[PROMPT]: Word for word, write out all of the entries that follow.

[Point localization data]
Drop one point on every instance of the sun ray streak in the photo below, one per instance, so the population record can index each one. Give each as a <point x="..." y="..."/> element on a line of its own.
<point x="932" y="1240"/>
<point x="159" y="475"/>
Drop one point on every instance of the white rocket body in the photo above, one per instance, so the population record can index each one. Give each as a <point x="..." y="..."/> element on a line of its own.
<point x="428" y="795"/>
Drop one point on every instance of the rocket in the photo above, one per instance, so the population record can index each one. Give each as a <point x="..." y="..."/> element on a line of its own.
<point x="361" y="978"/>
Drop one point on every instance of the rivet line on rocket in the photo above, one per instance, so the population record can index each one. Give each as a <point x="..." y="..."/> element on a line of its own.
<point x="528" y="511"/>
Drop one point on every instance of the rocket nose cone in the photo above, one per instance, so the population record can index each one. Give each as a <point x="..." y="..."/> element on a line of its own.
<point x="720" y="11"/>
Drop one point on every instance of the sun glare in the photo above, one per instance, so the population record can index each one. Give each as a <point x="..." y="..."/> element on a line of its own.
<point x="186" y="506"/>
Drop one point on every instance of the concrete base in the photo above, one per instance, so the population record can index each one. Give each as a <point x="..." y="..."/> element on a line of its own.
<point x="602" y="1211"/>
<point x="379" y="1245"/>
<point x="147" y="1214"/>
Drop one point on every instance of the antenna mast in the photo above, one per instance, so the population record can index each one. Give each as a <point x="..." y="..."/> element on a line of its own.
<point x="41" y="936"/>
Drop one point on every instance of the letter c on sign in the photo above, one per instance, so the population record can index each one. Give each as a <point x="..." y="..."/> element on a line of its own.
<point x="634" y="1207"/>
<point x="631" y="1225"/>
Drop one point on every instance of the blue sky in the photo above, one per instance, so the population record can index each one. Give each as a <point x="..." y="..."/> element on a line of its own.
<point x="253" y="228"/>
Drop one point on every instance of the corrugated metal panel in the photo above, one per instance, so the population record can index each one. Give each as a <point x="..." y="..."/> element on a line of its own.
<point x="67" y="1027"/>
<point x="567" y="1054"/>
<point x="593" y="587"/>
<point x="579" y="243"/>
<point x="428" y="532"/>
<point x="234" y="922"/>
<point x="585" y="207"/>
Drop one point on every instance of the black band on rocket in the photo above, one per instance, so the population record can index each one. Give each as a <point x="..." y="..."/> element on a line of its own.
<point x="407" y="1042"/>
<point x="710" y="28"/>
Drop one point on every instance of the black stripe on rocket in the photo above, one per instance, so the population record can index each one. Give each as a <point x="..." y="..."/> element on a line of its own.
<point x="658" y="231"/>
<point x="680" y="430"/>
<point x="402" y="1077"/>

[SOLUTION FOR THIS TASK]:
Drop one point on every instance of the sun ray streak in the photo below, one per instance, so the population record can index each one. Give each as a <point x="..." y="..."/> element on a line of its own.
<point x="932" y="1240"/>
<point x="159" y="475"/>
Drop one point on every instance of the white rocket body in the photo above, one per instance, so the population record can index each one. Give each as a <point x="..." y="..."/> element on a line of its own.
<point x="428" y="795"/>
Drop one point on every instance of the rocket in the photo above, one per instance, so the population record can index each one. Give each as a <point x="..." y="..."/> element on a line of its own.
<point x="361" y="978"/>
Drop one point on every instance of the rivet line on rocket in the photo above, one per instance, so the population record can index each one. Give each as a <point x="..." y="..."/> element on a line of its own.
<point x="528" y="511"/>
Drop one point on every instance of the rocket nose cone in the photo above, one per instance, so the population record can index each one. Give each as a <point x="..." y="..."/> element on a line of its own.
<point x="720" y="11"/>
Drop one point on every instance of the sun glare in the photo above, one per instance, so the population record can index each one. Give each as a <point x="..." y="..."/> element on a line of its own.
<point x="186" y="506"/>
Drop one point on every instance of the concrete base in the photo above, one per instance, so the population record can index each one. Give each as a <point x="..." y="..."/> element on a line of its own.
<point x="602" y="1211"/>
<point x="379" y="1245"/>
<point x="147" y="1214"/>
Drop one point on every instance of the antenna mast in the photo above, one per instance, so the population record can index each one. Give each as a <point x="..." y="..."/> element on a line of its own.
<point x="41" y="936"/>
Drop one point on every instance of the letter c on sign in the photo above, one per instance, so the population record can index each one. Give each as a <point x="..." y="..."/> element on a line of its own.
<point x="634" y="1207"/>
<point x="631" y="1225"/>
Drop one point on every instance of the blue sky in the photo above, one per instance, so the population record can index each one. Give each as a <point x="..." y="..."/> element on a line of its own.
<point x="253" y="228"/>
Drop one point on every instance of the corrugated metal panel in the photo above, one per instance, so the population record can index each one. Give each as a <point x="..." y="..."/> element on a line of its own.
<point x="67" y="1027"/>
<point x="567" y="1054"/>
<point x="593" y="587"/>
<point x="579" y="243"/>
<point x="428" y="532"/>
<point x="234" y="922"/>
<point x="585" y="207"/>
Drop one point on every instance of the black band on rocket in the photo above, one per instance, so the population record can index each one. Give each as a <point x="..." y="..."/> element on a line of its own.
<point x="407" y="1042"/>
<point x="710" y="28"/>
Drop one point on every instance of the black stripe on rocket in the photo above, one per instance, so the population record can index each one. Give each as a <point x="..." y="..."/> element on a line of its own.
<point x="658" y="231"/>
<point x="680" y="430"/>
<point x="402" y="1077"/>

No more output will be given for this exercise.